## ESERCIZIO SCRITTO
Riscrivi le righe dall'inizio dell'elenco fino a quella che contiene "[102,68,133,175]", entrambe incluse, lasciando tutto il resto invariato. Moltiplica per 2,6 ogni coordinata dei riquadri di delimitazione e arrotonda all'intero, con le metà per eccesso.
### VOCI FORNITE
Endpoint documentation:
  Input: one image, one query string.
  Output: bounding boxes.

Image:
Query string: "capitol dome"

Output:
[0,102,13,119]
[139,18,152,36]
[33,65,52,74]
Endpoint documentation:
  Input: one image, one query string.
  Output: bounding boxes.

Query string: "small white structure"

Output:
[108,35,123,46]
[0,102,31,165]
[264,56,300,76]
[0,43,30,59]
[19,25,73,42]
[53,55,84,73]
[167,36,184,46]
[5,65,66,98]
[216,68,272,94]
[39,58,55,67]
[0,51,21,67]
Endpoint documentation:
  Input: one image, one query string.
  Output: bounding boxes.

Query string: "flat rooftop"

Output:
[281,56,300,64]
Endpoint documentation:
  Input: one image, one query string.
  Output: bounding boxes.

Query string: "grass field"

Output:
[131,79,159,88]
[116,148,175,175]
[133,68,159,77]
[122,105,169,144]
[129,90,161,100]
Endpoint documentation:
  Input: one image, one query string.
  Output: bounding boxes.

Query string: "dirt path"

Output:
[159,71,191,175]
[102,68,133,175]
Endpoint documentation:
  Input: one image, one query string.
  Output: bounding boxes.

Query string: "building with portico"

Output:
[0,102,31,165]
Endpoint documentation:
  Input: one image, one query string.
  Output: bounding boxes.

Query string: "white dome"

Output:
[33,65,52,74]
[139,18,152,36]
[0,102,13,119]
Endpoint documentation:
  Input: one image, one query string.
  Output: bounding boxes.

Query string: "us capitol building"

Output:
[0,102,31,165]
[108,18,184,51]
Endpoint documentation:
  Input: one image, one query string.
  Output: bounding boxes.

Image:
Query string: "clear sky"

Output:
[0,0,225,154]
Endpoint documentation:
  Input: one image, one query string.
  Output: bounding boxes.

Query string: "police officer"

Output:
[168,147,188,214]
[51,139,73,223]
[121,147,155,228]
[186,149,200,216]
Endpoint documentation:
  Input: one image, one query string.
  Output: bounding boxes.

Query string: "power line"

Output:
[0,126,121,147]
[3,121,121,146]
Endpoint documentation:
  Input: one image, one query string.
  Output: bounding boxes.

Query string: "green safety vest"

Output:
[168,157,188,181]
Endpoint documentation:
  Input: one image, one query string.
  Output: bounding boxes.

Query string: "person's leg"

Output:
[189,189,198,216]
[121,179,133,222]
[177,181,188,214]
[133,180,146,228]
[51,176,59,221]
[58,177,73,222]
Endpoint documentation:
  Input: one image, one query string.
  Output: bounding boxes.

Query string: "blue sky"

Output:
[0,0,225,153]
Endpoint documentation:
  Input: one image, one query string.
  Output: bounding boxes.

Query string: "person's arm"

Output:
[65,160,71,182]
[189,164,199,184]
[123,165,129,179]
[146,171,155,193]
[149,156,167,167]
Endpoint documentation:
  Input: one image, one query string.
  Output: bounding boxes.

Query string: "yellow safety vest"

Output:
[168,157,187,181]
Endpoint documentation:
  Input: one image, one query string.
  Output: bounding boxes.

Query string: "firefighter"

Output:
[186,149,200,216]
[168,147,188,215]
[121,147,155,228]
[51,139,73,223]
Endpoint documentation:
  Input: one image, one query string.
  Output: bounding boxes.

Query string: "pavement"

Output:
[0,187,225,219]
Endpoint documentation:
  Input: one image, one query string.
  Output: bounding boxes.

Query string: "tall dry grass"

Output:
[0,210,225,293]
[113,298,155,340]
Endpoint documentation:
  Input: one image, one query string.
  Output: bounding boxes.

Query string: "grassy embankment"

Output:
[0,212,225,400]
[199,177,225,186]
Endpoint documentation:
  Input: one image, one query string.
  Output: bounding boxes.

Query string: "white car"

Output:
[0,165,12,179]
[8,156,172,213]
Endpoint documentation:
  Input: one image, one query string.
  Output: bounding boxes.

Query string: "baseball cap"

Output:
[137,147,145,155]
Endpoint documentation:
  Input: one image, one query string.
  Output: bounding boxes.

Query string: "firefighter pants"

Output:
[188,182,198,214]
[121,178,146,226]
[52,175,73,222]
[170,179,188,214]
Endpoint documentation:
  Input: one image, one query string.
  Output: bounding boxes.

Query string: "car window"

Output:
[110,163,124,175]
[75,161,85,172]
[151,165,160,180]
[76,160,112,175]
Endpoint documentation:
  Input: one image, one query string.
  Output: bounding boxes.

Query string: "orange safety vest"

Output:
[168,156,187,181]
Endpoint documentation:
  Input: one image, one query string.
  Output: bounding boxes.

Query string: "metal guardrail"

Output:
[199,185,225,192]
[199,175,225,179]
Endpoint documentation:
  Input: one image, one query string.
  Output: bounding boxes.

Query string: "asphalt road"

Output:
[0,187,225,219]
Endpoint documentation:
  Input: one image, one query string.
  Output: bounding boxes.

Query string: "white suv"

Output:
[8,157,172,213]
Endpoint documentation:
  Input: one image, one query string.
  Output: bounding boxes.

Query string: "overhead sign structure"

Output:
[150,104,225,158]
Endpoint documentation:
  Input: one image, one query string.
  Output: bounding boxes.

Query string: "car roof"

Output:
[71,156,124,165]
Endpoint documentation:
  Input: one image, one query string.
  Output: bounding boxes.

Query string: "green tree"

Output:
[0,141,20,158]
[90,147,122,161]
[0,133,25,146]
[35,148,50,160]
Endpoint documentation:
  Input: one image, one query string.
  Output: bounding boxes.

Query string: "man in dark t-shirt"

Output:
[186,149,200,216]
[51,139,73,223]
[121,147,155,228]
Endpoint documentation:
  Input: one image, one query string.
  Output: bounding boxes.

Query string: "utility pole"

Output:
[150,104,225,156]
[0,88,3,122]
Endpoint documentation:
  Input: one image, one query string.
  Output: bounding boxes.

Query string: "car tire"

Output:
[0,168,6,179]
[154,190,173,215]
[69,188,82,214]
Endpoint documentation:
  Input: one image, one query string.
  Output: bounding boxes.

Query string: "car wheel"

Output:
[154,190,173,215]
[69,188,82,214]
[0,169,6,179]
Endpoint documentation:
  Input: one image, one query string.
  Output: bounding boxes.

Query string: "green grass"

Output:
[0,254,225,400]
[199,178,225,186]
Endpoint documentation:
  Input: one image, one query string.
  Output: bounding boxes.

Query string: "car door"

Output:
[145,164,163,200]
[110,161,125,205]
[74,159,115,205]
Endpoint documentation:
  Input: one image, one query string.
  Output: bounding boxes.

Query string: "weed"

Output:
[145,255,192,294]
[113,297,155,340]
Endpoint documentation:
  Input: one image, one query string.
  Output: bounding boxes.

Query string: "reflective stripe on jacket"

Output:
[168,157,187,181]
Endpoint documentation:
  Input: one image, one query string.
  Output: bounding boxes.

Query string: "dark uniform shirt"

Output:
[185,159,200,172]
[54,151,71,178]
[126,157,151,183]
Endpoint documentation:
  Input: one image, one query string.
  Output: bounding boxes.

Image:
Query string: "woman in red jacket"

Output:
######
## LA SOLUZIONE
Endpoint documentation:
  Input: one image, one query string.
  Output: bounding boxes.

Image:
Query string: "capitol dome"

Output:
[0,265,34,309]
[361,47,395,94]
[86,169,135,192]
Endpoint documentation:
  Input: one image, one query string.
  Output: bounding boxes.

Query string: "small white structure"

Output:
[281,91,320,120]
[0,265,81,429]
[686,146,780,198]
[0,112,78,153]
[49,65,190,109]
[138,143,218,190]
[434,94,478,120]
[13,169,172,255]
[562,177,707,244]
[101,151,143,174]
[0,133,55,174]
Endpoint documentation:
  Input: one image, one query string.
  Output: bounding boxes.

Query string: "flat rooftop"

Output:
[731,146,780,166]
Endpoint documentation:
  Input: one image, one query string.
  Output: bounding boxes.

Query string: "grass field"

Output:
[341,205,413,229]
[302,385,455,455]
[346,177,413,200]
[317,273,439,374]
[335,234,419,260]
Endpoint documentation:
  Input: one image, one query string.
  Output: bounding boxes.

Query string: "dirt path"

Output:
[413,185,497,455]
[265,177,346,455]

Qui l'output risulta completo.